| Required work |
1. Render this sentence from the Vengerov concert review in Spanish: "In both cases it happened on the concert platform of the Barbican Hall and in both cases the genius who created those miracles has been the violinist Maxim Vengerov."
2. Retype the part of the Vengerov concert review that opens with the words containing "In July 1990, I" and closes with "this Mozart lesson.".

| Extract |
* begin *

Bach, Ysaye, Shchedrin, Maxim Vengerov(solo violin), Barbican Concert
Hall, 10th October 2002 (H-TW)
In July 1990, I experienced a miracle, and one which
had not been surpassed until 10th October of this year. In both cases
it happened on the concert platform of the Barbican Hall and in both
cases the genius who created those miracles has been the violinist Maxim
Vengerov.
This 15 year old Russian boy of Jewish origin had been
virtually unknown in the West until he entered the 1990 Carl Flesch
International Violin Competition. During that evening’s final at the
Guildhall, where each finalist had to play one of Mozart´s violin concertos,
I was struck by the purity of his Mozart; I realized that I was listening
to an artist of hitherto unknown quality and his playing made me wish
that all the great violinists had been there to witness the honesty
and clarity of this Mozart lesson.

* end *

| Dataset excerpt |
* begin *

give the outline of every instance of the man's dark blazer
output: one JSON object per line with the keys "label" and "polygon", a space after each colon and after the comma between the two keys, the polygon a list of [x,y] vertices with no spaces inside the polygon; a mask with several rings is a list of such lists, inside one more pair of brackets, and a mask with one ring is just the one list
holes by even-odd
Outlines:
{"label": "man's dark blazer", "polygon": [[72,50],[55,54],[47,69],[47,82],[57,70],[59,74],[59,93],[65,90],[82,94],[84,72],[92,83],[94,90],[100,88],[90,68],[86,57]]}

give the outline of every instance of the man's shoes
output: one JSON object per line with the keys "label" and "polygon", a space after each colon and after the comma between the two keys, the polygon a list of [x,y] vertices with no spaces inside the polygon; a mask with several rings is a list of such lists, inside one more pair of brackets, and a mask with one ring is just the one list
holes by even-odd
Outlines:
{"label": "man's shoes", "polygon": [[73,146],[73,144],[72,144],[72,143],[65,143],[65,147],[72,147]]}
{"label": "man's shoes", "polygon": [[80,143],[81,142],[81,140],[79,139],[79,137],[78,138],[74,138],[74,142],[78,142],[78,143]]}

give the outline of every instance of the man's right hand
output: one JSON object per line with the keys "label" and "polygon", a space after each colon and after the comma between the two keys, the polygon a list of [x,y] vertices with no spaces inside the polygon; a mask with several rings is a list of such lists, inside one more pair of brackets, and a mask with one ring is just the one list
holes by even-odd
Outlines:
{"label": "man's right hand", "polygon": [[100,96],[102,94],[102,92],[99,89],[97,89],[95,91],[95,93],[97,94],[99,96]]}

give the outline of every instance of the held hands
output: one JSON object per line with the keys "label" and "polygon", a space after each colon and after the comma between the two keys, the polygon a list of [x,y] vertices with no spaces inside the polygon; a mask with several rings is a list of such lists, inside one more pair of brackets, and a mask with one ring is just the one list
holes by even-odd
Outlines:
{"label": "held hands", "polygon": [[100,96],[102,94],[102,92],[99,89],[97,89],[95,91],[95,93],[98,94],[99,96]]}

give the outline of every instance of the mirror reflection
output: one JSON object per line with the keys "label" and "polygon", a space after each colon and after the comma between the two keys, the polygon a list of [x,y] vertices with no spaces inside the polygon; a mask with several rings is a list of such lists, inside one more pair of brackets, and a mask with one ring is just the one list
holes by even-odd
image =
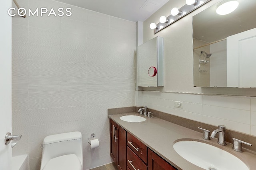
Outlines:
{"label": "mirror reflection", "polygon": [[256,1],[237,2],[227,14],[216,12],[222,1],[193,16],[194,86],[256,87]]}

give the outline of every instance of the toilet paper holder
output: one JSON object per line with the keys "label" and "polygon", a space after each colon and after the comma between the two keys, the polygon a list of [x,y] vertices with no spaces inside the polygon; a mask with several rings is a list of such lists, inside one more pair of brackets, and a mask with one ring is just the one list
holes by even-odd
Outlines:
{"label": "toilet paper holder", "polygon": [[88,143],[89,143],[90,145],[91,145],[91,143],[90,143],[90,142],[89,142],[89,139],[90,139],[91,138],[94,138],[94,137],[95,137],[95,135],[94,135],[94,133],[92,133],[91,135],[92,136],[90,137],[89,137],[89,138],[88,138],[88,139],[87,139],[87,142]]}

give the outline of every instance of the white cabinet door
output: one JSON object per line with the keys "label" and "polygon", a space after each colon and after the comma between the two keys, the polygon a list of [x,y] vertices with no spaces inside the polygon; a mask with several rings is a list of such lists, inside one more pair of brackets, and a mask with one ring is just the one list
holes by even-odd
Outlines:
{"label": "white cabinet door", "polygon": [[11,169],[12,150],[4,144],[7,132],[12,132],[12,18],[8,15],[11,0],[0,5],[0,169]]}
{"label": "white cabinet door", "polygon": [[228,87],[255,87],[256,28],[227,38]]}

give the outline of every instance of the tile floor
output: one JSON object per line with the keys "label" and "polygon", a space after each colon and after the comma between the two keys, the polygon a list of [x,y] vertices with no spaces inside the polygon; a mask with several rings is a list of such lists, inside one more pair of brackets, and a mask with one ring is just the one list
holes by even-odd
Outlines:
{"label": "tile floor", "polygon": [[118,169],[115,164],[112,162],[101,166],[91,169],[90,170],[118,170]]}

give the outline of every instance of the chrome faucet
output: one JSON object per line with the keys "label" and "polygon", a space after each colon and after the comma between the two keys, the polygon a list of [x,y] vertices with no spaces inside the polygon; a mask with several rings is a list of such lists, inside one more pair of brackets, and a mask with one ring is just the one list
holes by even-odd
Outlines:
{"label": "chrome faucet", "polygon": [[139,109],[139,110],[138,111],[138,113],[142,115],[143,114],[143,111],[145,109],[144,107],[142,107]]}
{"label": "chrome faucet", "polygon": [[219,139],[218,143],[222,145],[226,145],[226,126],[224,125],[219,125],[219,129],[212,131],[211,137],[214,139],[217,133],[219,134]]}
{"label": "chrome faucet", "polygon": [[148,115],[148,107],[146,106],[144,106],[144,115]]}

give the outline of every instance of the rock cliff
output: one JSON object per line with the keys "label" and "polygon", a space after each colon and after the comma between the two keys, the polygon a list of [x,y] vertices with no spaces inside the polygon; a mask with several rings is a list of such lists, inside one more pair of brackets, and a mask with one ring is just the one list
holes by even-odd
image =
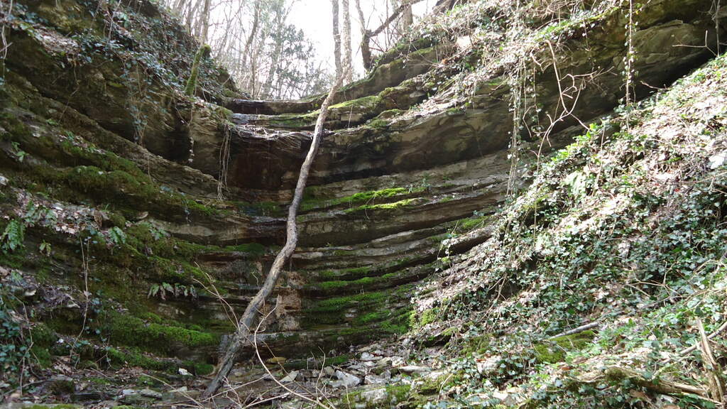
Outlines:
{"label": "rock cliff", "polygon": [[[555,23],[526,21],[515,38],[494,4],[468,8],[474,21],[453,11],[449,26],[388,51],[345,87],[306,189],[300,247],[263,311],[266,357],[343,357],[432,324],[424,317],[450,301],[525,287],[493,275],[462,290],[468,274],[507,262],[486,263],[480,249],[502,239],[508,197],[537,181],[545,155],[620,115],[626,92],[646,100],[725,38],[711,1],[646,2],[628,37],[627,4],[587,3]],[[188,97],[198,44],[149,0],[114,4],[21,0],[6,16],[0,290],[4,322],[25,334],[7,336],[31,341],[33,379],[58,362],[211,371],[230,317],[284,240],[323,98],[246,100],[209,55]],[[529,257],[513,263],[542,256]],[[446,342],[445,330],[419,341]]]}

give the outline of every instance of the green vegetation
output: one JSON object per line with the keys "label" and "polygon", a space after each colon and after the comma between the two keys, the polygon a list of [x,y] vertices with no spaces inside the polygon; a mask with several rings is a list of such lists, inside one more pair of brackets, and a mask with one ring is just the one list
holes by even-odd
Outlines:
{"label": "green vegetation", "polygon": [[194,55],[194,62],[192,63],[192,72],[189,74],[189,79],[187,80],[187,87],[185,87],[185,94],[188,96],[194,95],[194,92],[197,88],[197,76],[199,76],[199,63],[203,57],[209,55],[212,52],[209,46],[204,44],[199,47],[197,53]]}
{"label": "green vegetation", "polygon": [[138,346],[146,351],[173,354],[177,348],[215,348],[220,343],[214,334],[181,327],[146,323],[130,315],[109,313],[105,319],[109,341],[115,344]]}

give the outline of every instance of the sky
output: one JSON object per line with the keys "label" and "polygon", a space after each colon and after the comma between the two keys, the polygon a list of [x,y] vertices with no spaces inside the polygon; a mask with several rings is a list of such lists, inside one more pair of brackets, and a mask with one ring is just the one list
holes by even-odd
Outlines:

* end *

| Results |
1. En ambos casos ocurrió en el escenario del Barbican Hall, y en ambos casos el genio que creó esos milagros ha sido el violinista Maxim Vengerov.

2.
In July 1990, I experienced a miracle, and one which
had not been surpassed until 10th October of this year. In both cases
it happened on the concert platform of the Barbican Hall and in both
cases the genius who created those miracles has been the violinist Maxim
Vengerov.
This 15 year old Russian boy of Jewish origin had been
virtually unknown in the West until he entered the 1990 Carl Flesch
International Violin Competition. During that evening’s final at the
Guildhall, where each finalist had to play one of Mozart´s violin concertos,
I was struck by the purity of his Mozart; I realized that I was listening
to an artist of hitherto unknown quality and his playing made me wish
that all the great violinists had been there to witness the honesty
and clarity of this Mozart lesson.